# EXTRACTED ENTRIES
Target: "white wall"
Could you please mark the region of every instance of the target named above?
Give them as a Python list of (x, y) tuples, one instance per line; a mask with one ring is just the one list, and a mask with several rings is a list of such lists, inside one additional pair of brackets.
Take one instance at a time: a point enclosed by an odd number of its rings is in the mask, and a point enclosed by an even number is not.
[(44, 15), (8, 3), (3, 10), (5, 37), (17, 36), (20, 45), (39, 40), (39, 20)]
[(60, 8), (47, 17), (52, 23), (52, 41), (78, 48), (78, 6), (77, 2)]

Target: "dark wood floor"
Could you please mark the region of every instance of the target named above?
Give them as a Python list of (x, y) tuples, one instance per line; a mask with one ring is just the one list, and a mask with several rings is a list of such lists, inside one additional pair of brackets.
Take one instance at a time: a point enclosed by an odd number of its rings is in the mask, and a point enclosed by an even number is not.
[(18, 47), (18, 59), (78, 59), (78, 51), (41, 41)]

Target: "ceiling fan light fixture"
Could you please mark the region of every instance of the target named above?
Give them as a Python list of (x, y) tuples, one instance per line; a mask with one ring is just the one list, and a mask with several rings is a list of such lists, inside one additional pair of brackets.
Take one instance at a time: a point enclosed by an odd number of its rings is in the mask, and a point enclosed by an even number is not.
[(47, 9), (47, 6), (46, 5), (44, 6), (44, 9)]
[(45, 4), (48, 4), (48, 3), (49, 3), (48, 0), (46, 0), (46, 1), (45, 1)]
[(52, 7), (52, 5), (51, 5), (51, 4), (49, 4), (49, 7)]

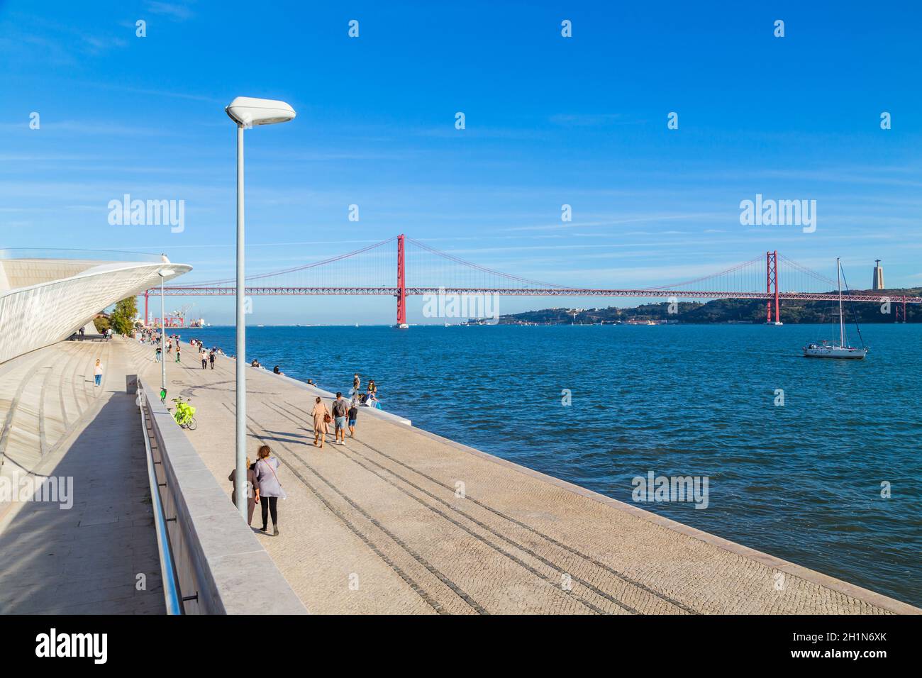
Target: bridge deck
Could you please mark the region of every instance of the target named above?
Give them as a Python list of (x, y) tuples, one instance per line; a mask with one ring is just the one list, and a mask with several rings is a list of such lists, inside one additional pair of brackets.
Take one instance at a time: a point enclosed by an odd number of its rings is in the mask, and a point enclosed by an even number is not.
[(164, 613), (130, 355), (114, 340), (65, 341), (0, 365), (2, 482), (73, 479), (69, 509), (0, 502), (0, 613)]
[[(152, 350), (131, 350), (156, 383)], [(194, 355), (168, 363), (168, 383), (193, 398), (187, 435), (230, 495), (234, 363), (202, 370)], [(357, 439), (320, 450), (310, 392), (247, 378), (251, 454), (272, 446), (289, 494), (280, 536), (260, 540), (313, 612), (920, 612), (364, 409)]]

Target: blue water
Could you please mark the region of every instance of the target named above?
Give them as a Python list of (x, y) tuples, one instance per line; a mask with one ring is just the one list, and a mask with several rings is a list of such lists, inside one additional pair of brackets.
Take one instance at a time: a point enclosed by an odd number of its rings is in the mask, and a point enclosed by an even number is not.
[[(251, 327), (247, 355), (332, 391), (358, 371), (417, 426), (621, 501), (708, 476), (706, 509), (641, 506), (922, 604), (922, 325), (862, 331), (864, 361), (801, 357), (831, 332), (795, 325)], [(233, 353), (233, 327), (192, 337)]]

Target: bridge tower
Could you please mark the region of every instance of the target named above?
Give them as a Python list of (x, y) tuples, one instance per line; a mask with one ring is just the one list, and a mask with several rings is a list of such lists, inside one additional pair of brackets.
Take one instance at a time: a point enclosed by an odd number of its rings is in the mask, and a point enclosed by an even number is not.
[(407, 325), (407, 271), (404, 266), (404, 234), (397, 236), (397, 327)]
[[(771, 297), (772, 286), (774, 286), (774, 324), (781, 324), (781, 315), (778, 308), (778, 250), (765, 253), (765, 291)], [(772, 325), (772, 299), (765, 303), (765, 323)]]
[[(903, 312), (902, 314), (900, 313), (901, 311)], [(901, 318), (902, 318), (902, 320), (901, 320)], [(897, 323), (899, 323), (899, 322), (903, 322), (903, 323), (906, 322), (906, 295), (905, 294), (903, 295), (903, 303), (900, 303), (899, 302), (896, 303), (896, 314), (895, 314), (895, 316), (894, 316), (893, 320), (894, 320), (894, 322), (897, 322)]]

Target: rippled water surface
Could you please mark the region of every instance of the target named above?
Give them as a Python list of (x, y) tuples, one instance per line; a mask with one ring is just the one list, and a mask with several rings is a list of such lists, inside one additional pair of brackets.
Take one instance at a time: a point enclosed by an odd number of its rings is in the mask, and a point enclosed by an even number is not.
[[(862, 331), (865, 361), (802, 358), (831, 332), (794, 325), (249, 327), (247, 354), (333, 391), (358, 371), (417, 426), (621, 501), (708, 476), (706, 509), (641, 506), (919, 605), (922, 326)], [(233, 353), (233, 327), (192, 337)]]

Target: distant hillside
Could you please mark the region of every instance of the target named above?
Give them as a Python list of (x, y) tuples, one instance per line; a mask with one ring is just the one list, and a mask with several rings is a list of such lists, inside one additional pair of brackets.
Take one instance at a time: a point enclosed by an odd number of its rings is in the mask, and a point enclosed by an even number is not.
[[(922, 288), (907, 290), (884, 290), (881, 294), (919, 296)], [(875, 292), (876, 293), (876, 292)], [(795, 302), (782, 300), (781, 320), (784, 323), (822, 324), (834, 322), (838, 317), (838, 306), (834, 302)], [(892, 323), (895, 320), (895, 304), (892, 303), (890, 314), (881, 313), (881, 303), (845, 303), (845, 318), (851, 320), (853, 312), (859, 323)], [(748, 299), (715, 299), (707, 303), (680, 302), (676, 313), (668, 312), (668, 302), (643, 303), (632, 308), (546, 308), (541, 311), (526, 311), (500, 316), (500, 325), (594, 325), (597, 323), (643, 322), (646, 320), (668, 320), (680, 323), (764, 323), (765, 302)], [(906, 304), (908, 322), (922, 322), (922, 308), (917, 304)], [(576, 311), (575, 317), (573, 312)]]

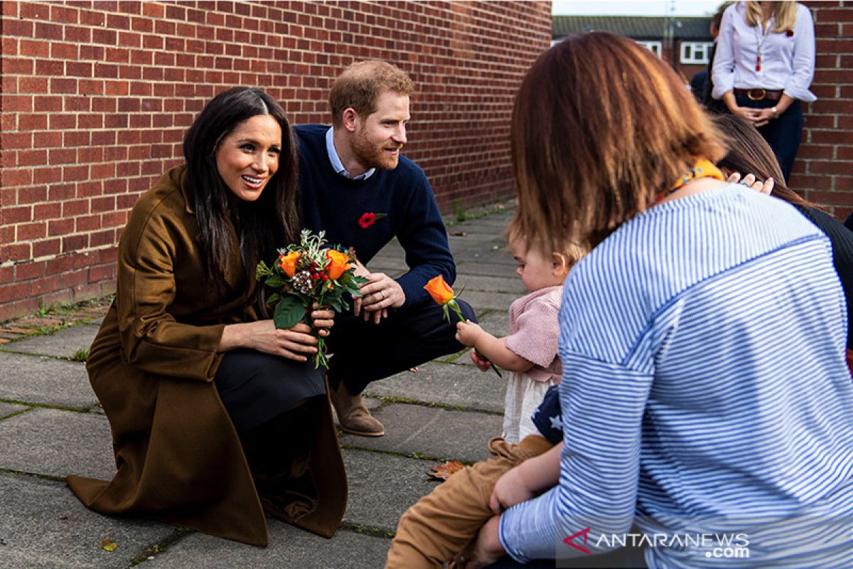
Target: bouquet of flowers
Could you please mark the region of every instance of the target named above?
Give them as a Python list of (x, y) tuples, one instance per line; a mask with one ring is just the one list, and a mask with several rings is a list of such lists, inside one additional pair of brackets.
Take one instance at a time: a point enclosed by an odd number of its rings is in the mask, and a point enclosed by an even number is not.
[(300, 321), (311, 326), (317, 339), (315, 369), (321, 365), (328, 369), (328, 362), (325, 340), (310, 322), (311, 306), (316, 303), (337, 312), (345, 311), (349, 304), (344, 293), (361, 296), (359, 285), (368, 282), (355, 275), (355, 254), (340, 246), (327, 246), (324, 236), (324, 231), (314, 235), (303, 229), (299, 245), (279, 249), (278, 259), (271, 265), (258, 263), (257, 273), (258, 281), (276, 290), (266, 301), (276, 306), (276, 328), (288, 328)]

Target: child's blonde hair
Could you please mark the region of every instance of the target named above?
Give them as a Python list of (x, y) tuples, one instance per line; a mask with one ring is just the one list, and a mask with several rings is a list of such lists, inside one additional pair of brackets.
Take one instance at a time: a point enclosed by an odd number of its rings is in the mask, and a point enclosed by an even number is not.
[(515, 215), (513, 216), (513, 218), (509, 222), (509, 225), (507, 226), (507, 240), (522, 241), (525, 242), (525, 250), (529, 251), (531, 247), (536, 247), (539, 250), (539, 253), (544, 256), (550, 256), (551, 254), (561, 255), (566, 259), (566, 269), (571, 269), (576, 265), (586, 256), (588, 253), (589, 253), (586, 247), (569, 241), (561, 241), (562, 247), (560, 247), (560, 250), (553, 251), (548, 247), (548, 244), (541, 239), (535, 239), (531, 241), (521, 230), (521, 221), (519, 218), (518, 212), (516, 212)]

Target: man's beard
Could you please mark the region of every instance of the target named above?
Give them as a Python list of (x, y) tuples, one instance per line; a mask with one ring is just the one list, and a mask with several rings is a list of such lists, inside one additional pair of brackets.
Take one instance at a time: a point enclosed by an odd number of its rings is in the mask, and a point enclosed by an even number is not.
[[(352, 154), (358, 163), (369, 170), (370, 168), (379, 168), (380, 170), (393, 170), (399, 161), (399, 154), (392, 156), (386, 153), (386, 148), (394, 146), (393, 142), (384, 142), (380, 145), (374, 145), (362, 133), (357, 133), (352, 143)], [(402, 148), (403, 145), (397, 145)]]

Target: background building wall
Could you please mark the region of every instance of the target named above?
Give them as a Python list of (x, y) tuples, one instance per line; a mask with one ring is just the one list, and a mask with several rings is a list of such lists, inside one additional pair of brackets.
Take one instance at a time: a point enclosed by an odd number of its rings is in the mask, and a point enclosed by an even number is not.
[(235, 85), (329, 122), (331, 80), (383, 59), (418, 86), (405, 153), (448, 210), (508, 197), (515, 90), (550, 2), (2, 3), (0, 321), (108, 293), (130, 208)]
[(788, 185), (843, 220), (853, 212), (853, 3), (804, 3), (815, 19), (811, 91), (817, 101), (804, 107), (803, 141)]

# WHAT YOU ARE ASKED TO DO
Copy down the items from the line with "Target: bridge deck" to the line with "502), (0, 613)]", both of those lines included, keeping every character as it stands.

# TASK RESPONSE
Target: bridge deck
Could you please mark the region of every instance of the target named above?
Give them as a Python list of (x, y) tuples, one instance per line; a mask with one ring is just the one list, and a mask with several rings is a list of such lists, inside one additional pair of brackets.
Take one instance at a time: a point enclosed by an odd number of its rings is in the mask, and a point enclosed by an even number is not.
[(164, 613), (130, 355), (114, 340), (65, 341), (0, 365), (2, 482), (73, 479), (69, 509), (0, 502), (0, 613)]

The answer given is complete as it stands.